### What is being asked
Indicate, with the number alone, how many lines in the listing below hold the string "blue".

+++ Input records

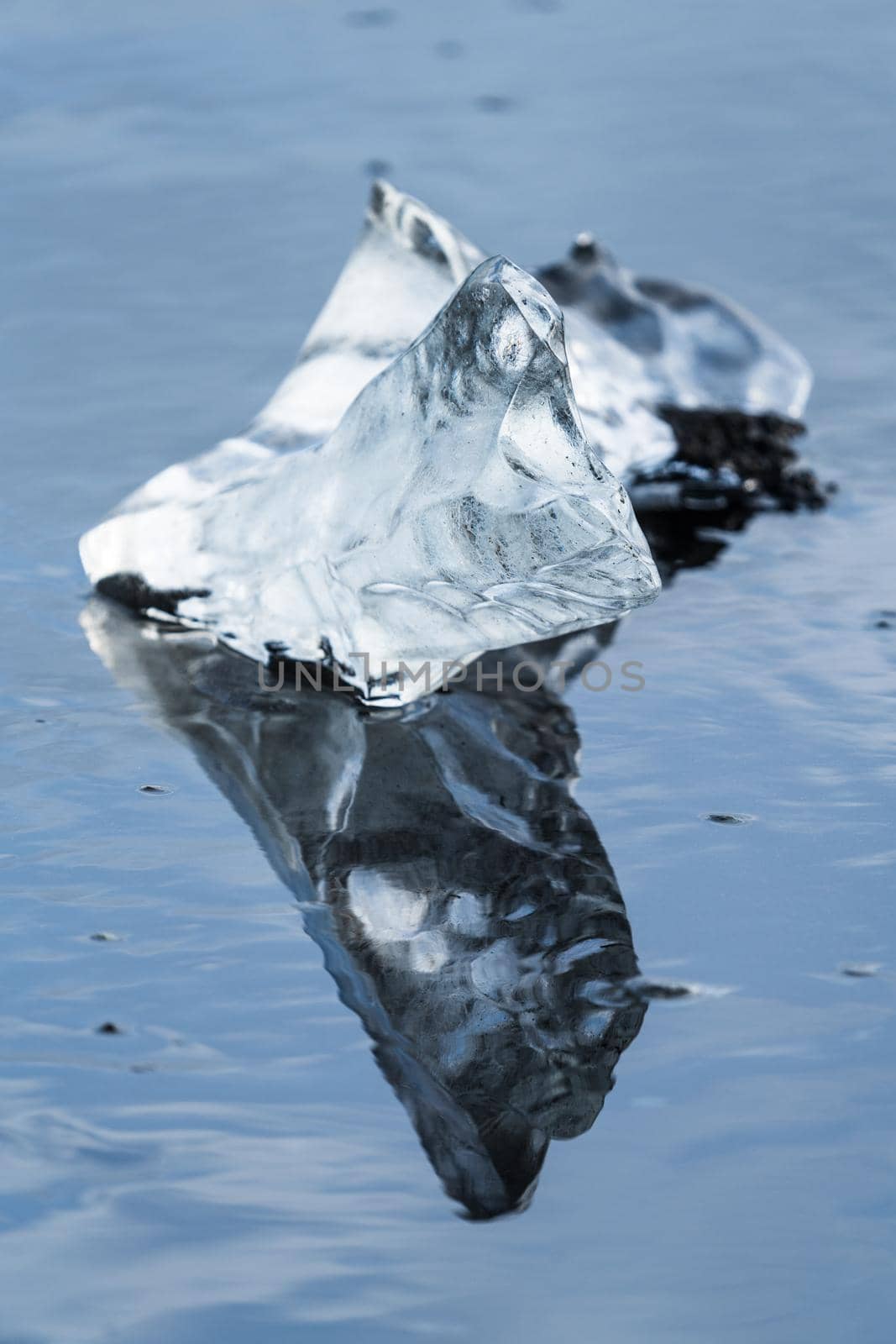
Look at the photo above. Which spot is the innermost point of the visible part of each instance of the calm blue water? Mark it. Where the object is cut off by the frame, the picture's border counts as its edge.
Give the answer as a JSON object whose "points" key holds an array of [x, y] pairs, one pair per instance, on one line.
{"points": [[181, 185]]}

++++++
+++ Input records

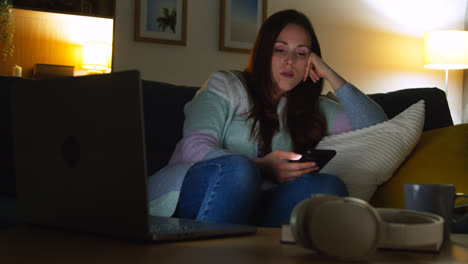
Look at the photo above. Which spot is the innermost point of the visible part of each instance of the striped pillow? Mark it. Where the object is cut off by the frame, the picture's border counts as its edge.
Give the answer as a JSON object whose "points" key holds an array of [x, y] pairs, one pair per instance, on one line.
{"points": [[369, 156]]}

++++++
+++ Input records

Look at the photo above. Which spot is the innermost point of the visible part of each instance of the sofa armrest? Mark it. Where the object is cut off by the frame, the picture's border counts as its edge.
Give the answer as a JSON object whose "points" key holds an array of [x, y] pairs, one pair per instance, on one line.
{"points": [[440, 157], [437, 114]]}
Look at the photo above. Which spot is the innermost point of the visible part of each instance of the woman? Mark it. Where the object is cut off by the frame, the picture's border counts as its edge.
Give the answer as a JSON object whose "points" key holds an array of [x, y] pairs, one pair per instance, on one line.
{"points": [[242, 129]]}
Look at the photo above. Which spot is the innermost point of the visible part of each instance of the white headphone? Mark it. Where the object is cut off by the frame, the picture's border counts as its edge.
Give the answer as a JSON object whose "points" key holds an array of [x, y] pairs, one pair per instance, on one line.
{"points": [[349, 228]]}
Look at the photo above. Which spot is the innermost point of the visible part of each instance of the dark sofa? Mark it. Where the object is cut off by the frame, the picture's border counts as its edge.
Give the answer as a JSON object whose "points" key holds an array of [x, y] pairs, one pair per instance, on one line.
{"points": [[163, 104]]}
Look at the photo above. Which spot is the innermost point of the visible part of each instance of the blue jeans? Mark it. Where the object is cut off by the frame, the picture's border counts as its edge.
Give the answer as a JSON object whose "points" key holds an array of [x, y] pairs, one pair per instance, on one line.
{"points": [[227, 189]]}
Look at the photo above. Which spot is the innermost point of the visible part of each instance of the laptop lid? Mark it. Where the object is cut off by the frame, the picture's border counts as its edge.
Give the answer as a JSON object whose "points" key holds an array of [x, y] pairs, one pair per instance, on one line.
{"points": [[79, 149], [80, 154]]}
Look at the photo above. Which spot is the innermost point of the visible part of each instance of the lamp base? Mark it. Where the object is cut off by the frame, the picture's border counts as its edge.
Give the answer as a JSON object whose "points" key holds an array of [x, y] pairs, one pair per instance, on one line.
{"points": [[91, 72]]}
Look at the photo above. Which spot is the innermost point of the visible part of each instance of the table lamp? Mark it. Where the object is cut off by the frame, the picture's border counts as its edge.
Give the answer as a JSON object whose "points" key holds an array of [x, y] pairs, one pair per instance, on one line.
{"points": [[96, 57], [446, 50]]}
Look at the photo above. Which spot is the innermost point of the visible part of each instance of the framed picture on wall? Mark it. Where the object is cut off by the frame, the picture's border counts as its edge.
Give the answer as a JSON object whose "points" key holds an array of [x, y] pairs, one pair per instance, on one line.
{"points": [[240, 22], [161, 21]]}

++++++

### Exercise result
2